**EXERCISE BRIEF:**
Transcribe the records below exactly as they appear.
-- Start MATERIAL SHOWN --
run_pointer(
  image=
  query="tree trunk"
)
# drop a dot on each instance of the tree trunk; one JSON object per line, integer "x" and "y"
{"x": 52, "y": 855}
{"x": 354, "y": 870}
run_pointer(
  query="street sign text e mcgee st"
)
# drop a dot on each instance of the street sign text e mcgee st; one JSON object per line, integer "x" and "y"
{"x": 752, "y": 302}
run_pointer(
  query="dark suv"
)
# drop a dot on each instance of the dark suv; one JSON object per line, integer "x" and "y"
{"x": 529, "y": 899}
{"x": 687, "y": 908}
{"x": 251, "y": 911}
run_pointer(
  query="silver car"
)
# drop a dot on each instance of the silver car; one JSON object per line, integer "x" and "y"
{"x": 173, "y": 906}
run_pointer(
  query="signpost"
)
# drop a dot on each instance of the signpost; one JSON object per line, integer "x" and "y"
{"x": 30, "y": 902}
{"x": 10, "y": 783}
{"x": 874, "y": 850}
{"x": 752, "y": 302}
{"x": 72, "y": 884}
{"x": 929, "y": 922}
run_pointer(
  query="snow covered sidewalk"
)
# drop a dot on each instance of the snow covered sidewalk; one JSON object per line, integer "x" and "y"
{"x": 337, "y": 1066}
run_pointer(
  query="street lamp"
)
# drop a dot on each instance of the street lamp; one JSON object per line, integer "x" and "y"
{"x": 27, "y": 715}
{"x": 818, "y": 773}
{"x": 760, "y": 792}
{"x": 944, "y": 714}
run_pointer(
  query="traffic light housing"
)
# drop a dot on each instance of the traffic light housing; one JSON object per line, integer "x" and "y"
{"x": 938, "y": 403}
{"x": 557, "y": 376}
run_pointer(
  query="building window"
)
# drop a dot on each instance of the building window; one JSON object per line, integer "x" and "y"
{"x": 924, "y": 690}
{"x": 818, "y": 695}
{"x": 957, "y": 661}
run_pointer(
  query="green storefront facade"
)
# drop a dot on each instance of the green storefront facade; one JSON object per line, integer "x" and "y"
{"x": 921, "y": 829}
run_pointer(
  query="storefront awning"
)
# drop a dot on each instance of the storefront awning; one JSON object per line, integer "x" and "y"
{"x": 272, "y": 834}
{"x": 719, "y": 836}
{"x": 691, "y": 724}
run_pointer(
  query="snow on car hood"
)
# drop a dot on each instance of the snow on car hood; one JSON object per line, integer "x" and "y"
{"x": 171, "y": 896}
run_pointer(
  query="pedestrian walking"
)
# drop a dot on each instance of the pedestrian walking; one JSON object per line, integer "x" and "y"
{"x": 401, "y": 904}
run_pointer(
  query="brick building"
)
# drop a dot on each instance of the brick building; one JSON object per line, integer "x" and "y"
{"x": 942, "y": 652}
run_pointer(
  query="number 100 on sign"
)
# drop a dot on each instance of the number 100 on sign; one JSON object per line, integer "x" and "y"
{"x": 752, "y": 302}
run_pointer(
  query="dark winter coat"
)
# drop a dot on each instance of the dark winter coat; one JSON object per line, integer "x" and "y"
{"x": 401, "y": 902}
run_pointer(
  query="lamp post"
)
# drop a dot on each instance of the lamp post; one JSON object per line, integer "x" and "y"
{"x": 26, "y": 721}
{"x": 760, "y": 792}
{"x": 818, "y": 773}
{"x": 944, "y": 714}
-- End MATERIAL SHOWN --
**THE REPLY:**
run_pointer(
  image=
  query="tree trunk"
)
# drop a dot on each instance of the tree trunk; one JSON object per line, integer "x" and "y"
{"x": 52, "y": 855}
{"x": 354, "y": 870}
run_pointer(
  query="street sign text e mcgee st"
)
# drop a dot on each instance of the street sign text e mcgee st; one JSON object per line, integer "x" and "y"
{"x": 752, "y": 302}
run_pointer(
  query="dark suv"
)
# drop a dot on each instance of the dark suv; one JSON object per line, integer "x" and "y"
{"x": 529, "y": 899}
{"x": 687, "y": 908}
{"x": 251, "y": 911}
run_pointer(
  query="silver car"
)
# drop a dot on each instance of the silver car; one JSON object per line, integer "x" and "y"
{"x": 173, "y": 906}
run_pointer(
  query="signpost"
)
# drop a dot on each instance of the signpost; one JSON object per line, integer "x" and "y"
{"x": 30, "y": 902}
{"x": 10, "y": 783}
{"x": 874, "y": 850}
{"x": 752, "y": 302}
{"x": 72, "y": 884}
{"x": 929, "y": 922}
run_pointer(
  query="snow covered sidewalk"
)
# drop a dot on each instance of the snow covered sidewalk; one JSON object per line, integer "x" and "y"
{"x": 337, "y": 1066}
run_pointer(
  query="street lamp"
)
# drop a dot on each instance of the street lamp; one JSON object per line, integer "x" and "y"
{"x": 27, "y": 715}
{"x": 818, "y": 773}
{"x": 760, "y": 792}
{"x": 944, "y": 714}
run_pointer(
  query="traffic light housing"
)
# drop a dot on each instance of the traffic light housing; one JSON object per line, integer "x" and "y"
{"x": 938, "y": 403}
{"x": 557, "y": 376}
run_pointer(
  query="building window"
)
# drop a dot on each instance of the building window; one JSON object per line, integer "x" and "y"
{"x": 924, "y": 690}
{"x": 818, "y": 695}
{"x": 957, "y": 661}
run_pointer(
  query="green storefront facade"
)
# drop a dot on each instance of the green storefront facade; one JSON object per line, integer "x" and "y"
{"x": 921, "y": 829}
run_pointer(
  query="storefront awning"
)
# drop a dot on each instance of the storefront awning; one JSON object per line, integer "x" and "y"
{"x": 272, "y": 834}
{"x": 719, "y": 836}
{"x": 691, "y": 724}
run_pointer(
  query="snow on car hood"
)
# drop a dot on each instance of the snow on car hood; one JSON object per line, integer "x" and "y"
{"x": 171, "y": 896}
run_pointer(
  query="pedestrian walking"
)
# drop a dot on each instance of the pedestrian walking; one JSON object per line, integer "x" and "y"
{"x": 401, "y": 904}
run_pointer(
  query="brick building"
)
# drop a dot on each instance of the brick building; one JSON object per line, integer "x" and "y"
{"x": 942, "y": 652}
run_pointer(
  query="number 100 on sign"
)
# drop a dot on each instance of the number 100 on sign; one JSON object per line, integer "x" and "y"
{"x": 752, "y": 302}
run_pointer(
  query="dark winter coat"
)
# drop a dot on each instance of the dark winter coat; one JSON object per line, integer "x" and "y"
{"x": 401, "y": 902}
run_pointer(
  query="lamp post"
)
# drop a dot on each instance of the lamp post; one JSON object per line, integer "x" and "y"
{"x": 26, "y": 721}
{"x": 760, "y": 792}
{"x": 818, "y": 773}
{"x": 944, "y": 714}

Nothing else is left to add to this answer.